● **PASSAGE**:
________________
Wednesday, 05/13/2015 3:55:12 PM

Wednesday, May 13, 2015 3:55:12 PM

Post# of 80868
I agree wholeheartedly. I follow the sports nutrition market very closely for a market research firm, and I just don't see many of the new launches driving incremental sales all that much. The Black Line and Hardcore Series are targeting only the most sophisticated users, and I think there's real potential for cannibalization of the Core series, not to mention potentially lower margins related to be one-retailer exclusives. The Combat Crunch bar breaking into Kroger could be huge, and I think those sort of mass-facing launches should be the focal point. An FDM-targeted lineup of basic supplements (protein powder, creatine, pre-workout) in the vein of Six Star or Body Fortress makes more sense to me than two retailer-exclusive lines targeting the same small user group. I'm also not as sold on the energy drinks as most other people. Unless they can get Energy Sport into the channels that actually sell large amounts of energy drinks (convenience stores, hyper- and supermarkets, instead of online and indy supplement stores), I don't see they contributing much to top or bottom line sales.
________________
● **ENTRIES SHOWN**:
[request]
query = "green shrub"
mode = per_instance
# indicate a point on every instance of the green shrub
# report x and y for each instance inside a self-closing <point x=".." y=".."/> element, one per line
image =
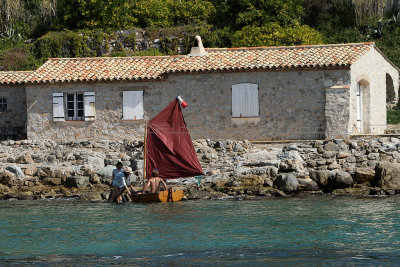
________________
● **PROBLEM SET**:
A: According to the forum post on sports nutrition launches, which retailer could the Combat Crunch bar be breaking into?
B: Continue the forum post on sports nutrition launches from the point where it stops.

● **RESPONSES TO THE TASKS**:
A: Kroger

B:
I also think their advertising is getting out of whack. They're spending too much on big names, that they turn around and barely use. It's great to see the MP on Tiger's golfbag (when he's actually playing), but he's not really doing any active advertising for the brand outside of that. Same goes for Johnny Football. It just doesn't seem like they could possibly be generating good ROI.

At the end of the day, though, product development isn't really what's killing profitability. That would be executive compensation, and until that is decoupled from revenue growth, nothing will change.